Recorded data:
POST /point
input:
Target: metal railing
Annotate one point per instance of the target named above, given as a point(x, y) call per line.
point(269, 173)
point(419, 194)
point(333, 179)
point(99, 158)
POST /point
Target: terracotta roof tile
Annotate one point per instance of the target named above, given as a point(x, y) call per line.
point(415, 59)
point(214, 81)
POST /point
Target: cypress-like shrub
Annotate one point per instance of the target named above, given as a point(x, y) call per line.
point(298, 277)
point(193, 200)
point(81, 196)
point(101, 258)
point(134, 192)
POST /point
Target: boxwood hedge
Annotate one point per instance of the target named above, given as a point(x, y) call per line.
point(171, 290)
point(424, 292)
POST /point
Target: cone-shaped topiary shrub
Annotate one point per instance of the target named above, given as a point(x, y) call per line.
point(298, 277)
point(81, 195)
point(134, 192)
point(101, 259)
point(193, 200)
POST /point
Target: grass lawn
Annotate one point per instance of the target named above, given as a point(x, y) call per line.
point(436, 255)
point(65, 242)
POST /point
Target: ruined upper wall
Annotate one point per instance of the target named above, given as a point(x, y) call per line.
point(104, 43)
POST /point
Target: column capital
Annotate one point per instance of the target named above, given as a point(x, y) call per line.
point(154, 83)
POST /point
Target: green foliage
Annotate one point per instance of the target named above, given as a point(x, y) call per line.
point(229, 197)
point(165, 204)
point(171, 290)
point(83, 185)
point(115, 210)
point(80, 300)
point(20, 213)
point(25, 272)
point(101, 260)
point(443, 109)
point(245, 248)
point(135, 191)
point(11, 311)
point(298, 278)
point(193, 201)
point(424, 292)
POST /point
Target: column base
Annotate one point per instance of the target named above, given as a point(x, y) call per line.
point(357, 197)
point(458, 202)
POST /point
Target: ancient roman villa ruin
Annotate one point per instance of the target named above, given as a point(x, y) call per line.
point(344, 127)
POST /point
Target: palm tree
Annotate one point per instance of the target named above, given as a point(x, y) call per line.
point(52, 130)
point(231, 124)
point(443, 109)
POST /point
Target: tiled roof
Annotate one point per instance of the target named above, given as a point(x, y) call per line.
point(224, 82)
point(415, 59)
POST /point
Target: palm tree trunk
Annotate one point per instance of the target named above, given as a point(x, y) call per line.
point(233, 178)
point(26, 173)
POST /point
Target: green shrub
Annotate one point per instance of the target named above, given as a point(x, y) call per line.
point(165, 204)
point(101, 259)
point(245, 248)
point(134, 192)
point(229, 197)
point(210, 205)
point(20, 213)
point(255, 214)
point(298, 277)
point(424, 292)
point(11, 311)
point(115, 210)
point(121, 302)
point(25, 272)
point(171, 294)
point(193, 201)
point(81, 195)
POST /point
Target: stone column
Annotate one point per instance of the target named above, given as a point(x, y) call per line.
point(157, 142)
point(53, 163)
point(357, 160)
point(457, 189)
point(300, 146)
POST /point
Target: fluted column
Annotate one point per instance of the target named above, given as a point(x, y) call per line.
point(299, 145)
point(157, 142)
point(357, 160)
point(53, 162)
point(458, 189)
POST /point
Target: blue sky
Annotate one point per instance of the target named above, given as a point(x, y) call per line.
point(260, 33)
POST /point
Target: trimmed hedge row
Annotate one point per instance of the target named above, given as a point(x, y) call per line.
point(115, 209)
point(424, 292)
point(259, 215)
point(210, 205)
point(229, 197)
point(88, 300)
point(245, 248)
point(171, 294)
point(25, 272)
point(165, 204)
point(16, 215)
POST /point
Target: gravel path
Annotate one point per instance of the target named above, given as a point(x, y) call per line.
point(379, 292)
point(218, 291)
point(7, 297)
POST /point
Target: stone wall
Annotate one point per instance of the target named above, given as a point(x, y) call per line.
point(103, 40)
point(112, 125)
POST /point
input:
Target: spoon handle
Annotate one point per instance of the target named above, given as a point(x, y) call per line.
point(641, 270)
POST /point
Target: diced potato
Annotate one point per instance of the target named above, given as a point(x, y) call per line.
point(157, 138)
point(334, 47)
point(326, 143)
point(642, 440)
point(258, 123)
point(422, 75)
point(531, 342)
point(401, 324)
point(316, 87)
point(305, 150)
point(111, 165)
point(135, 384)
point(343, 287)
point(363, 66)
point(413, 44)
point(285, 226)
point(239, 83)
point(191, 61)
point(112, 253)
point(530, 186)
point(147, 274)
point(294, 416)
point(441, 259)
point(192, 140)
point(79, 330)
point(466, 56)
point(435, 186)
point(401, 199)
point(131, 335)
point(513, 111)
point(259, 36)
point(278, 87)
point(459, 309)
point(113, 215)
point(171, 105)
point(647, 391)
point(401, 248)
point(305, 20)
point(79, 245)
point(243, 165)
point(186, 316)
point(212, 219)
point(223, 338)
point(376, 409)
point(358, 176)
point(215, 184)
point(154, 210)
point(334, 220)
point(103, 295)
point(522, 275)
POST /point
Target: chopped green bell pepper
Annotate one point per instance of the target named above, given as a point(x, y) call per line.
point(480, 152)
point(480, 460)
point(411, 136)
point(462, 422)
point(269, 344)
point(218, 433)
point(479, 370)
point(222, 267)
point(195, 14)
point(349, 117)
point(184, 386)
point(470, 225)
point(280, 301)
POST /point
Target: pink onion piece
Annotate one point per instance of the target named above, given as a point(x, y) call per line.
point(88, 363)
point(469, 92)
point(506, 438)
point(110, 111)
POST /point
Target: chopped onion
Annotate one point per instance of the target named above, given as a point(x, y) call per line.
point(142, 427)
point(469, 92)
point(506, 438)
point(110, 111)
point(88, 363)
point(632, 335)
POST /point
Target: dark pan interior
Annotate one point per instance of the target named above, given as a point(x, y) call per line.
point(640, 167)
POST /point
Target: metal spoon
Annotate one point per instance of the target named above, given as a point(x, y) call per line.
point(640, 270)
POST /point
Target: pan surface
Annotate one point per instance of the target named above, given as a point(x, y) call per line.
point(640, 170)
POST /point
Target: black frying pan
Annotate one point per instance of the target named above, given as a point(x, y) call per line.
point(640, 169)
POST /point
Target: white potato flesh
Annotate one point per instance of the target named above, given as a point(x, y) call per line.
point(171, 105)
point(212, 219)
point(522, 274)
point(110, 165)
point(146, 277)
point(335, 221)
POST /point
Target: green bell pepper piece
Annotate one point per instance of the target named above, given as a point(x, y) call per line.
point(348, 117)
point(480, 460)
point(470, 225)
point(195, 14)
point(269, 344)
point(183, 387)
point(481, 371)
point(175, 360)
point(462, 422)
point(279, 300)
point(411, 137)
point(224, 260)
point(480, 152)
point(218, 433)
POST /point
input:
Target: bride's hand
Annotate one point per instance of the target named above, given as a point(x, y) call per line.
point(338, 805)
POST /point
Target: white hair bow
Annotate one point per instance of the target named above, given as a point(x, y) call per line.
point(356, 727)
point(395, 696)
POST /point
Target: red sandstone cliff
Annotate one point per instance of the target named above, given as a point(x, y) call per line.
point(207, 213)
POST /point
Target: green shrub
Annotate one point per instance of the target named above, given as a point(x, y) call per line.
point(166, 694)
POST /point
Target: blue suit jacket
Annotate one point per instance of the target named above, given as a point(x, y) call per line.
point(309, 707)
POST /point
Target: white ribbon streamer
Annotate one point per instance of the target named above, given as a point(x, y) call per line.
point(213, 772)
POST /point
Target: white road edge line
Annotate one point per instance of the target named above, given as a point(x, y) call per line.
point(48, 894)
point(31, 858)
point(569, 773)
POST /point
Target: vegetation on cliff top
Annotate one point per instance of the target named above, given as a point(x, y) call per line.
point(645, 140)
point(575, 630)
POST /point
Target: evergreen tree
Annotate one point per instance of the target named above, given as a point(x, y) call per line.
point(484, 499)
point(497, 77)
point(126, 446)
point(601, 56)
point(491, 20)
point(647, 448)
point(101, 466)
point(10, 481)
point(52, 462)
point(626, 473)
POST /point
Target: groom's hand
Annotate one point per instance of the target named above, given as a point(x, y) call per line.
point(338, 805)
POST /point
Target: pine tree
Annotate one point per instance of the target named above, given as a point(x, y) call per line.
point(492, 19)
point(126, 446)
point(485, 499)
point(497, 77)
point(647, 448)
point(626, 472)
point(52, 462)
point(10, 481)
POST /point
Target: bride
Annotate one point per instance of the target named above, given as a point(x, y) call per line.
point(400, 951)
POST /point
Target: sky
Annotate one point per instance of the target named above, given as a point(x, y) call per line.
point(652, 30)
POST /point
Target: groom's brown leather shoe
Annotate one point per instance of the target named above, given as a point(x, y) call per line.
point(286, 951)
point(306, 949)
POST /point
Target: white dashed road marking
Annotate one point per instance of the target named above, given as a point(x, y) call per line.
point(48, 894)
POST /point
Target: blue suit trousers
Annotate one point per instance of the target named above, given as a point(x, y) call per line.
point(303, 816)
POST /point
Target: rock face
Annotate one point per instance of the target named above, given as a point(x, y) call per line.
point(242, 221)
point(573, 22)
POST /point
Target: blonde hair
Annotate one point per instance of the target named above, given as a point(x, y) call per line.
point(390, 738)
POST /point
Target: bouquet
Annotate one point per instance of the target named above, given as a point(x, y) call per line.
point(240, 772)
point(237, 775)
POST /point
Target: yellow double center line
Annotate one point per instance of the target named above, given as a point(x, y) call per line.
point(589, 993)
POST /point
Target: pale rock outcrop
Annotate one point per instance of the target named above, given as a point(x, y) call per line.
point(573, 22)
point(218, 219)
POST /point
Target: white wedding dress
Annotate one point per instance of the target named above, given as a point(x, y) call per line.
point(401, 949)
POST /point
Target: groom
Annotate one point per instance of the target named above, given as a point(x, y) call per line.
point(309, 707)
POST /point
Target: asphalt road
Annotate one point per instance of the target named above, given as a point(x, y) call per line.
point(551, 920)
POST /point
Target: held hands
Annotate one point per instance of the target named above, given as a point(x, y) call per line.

:: The task ::
Search the data above for the word "palm" and count the lines where it appears. Only the number should be given.

:: Completed task ::
2